*Required work*
1) List the thread titles that appear in the tropical fruit forum posts.
2) Please continue the tropical fruit forum posts from the point where they stop.

=== Given text ===

This is a fascinating discussion on the rhizophagy cycle.  Explains how microbes and plants convert plant soil pathogens into endophytic plant beneficial microbes.  I will never remove the husk from a mango seed again.  This is why soil health is so important. 

https://www.youtube.com/watch?v=XAF4dA_NU2w

18
Tropical Fruit Discussion / Patch of Heaven Sanctuary
« on: January 29, 2020, 05:03:49 PM »
First attempt at commercial Cacao plantation in the Continental U.S.  Looks like a truly beautiful spot.  It is inspiring to me to see growers in Florida thinking of nature and the environment.  We are greatly expanding our cacao planting under our old growth canopy.

https://www.patchofheavensanctuary.org/projects

19
Tropical Fruit Discussion / Panchagavya Krishi
« on: January 04, 2020, 06:47:56 AM »
I am always looking for more ways to increase life and soil fertility.  We have seen that healthy soil can fix and prevent plant disease. I am always looking for Indian natural farming recipes that use Desi cow manure, urine, milk to increase soil life, plant and human health.  They have a recipe in the attached link called Panchgavya Krishi that contains almost all plant growth hormones, macro, micro nutrients.  We just ordered some Desi cows to add to our herd of Donkeys and Mule. 

This is kinda long but it’s full of great information if your into organic practices.
https://ncof.dacnet.nic.in/Training_manuals/Training_manuals_in_English/Organic_Agriculture_in_India.pdf

http://zebu.pedigree-db.com/pedigree.cgi?horse=T-8921&HorseName=vanilla%20bean&Page=1&Sort=0

21
Tropical Fruit Discussion / Lychee Bloom 2020
« on: December 20, 2019, 07:59:25 AM »
I just noticed some bloom on a couple of our lychees.  Our trees are all over the place from new foliage, budding to dormant.  More than half have some sort of new foliage some with just one branch with new growth.  I’d love me some Demeter USA (Biodynamic) certified lychees this year.

=== Information provided ===

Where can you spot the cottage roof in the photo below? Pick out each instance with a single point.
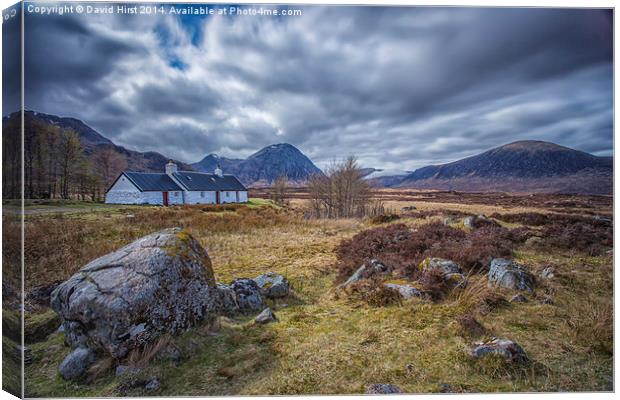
(196, 181)
(193, 181)
(152, 182)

===

*Outputs for the tasks*
1)
- Patch of Heaven Sanctuary
- Panchagavya Krishi
- Lychee Bloom 2020

2)
22
Tropical Fruit Discussion / WTB Juicy Pearls
« on: December 18, 2019, 04:00:37 PM »
Anybody have seeds from this they care to sell or barter.  Looks like a winner.  Can this get moved to the for sale board.

23
Tropical Fruit Discussion / Anti Fungal from weed teas
« on: December 13, 2019, 10:15:14 AM »
I know the unlimited and undiscovered potential of microbes to combat fungal problems.  No sense killing all those frogs that reside on the leaves of your mangos  and the unknown death of billions of beneficial microbes and bacteiria with biweekly copper sprays.  Moringa Oleifera weed tea mixed with a lactobacillus, black soldier fly leachate tea for me.


https://www.ars.usda.gov/news-events/news/research-news/2019/researchers-fortify-queen-of-the-forages-with-disease-defense/?utm_medium=email&utm_source=govdelivery

24
Tropical Fruit Discussion / Nauclea latifolia or African Peach
« on: December 11, 2019, 06:50:12 AM »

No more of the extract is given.